### Exercise prompt
Extract every line from the entries below that contains the word "dropping".

### Data records

┌──

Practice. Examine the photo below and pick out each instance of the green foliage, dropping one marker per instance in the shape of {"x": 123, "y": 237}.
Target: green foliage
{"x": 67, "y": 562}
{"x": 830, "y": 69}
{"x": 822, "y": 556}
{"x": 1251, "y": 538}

└──
┌──

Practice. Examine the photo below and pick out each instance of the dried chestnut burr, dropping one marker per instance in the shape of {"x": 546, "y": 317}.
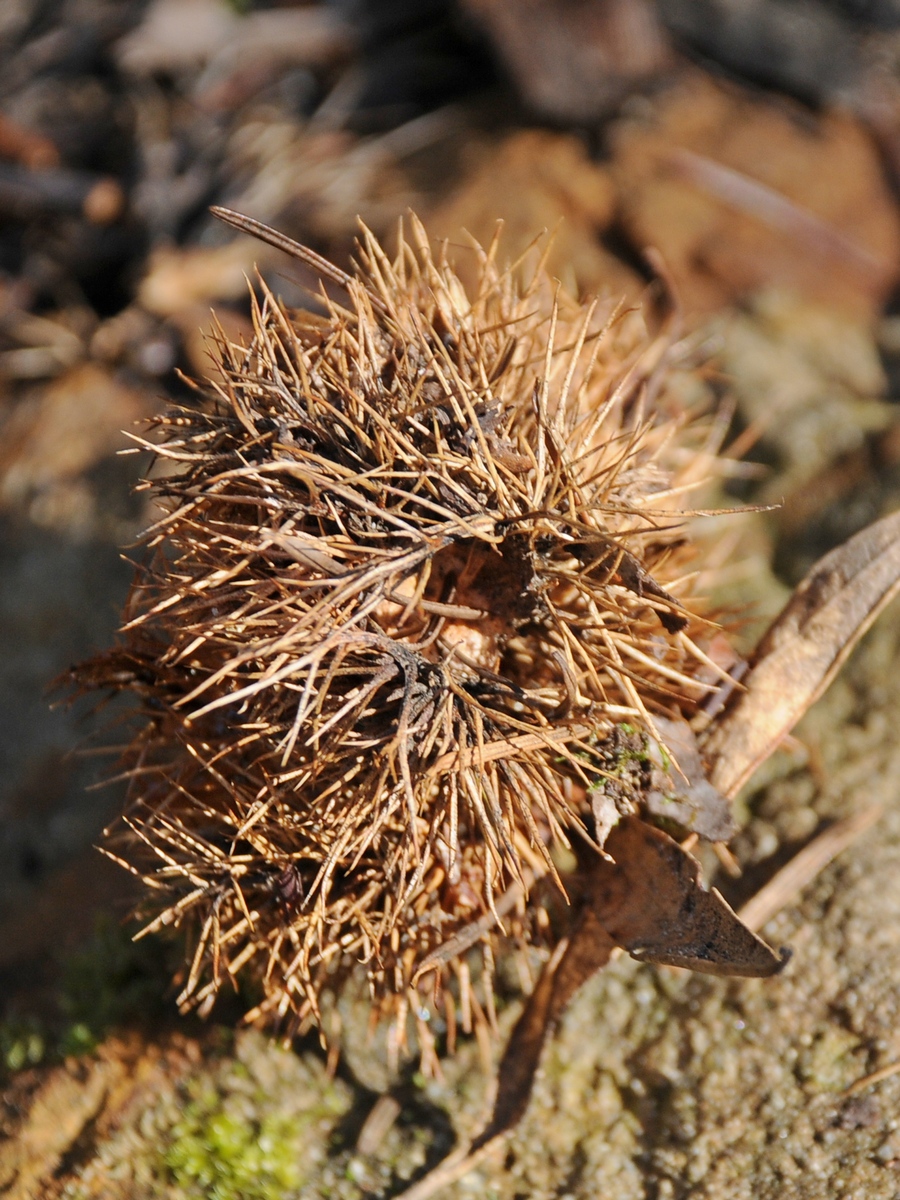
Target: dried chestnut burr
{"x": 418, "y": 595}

└──

### Full output
Practice. Examine the photo below and pick out each instance of the green foliage, dropping one marker per instance in the shape of {"x": 123, "y": 237}.
Practice. Examine the photo below and pick out each instance of the dried chestnut burr, dropping one marker per instance in the shape of {"x": 546, "y": 317}.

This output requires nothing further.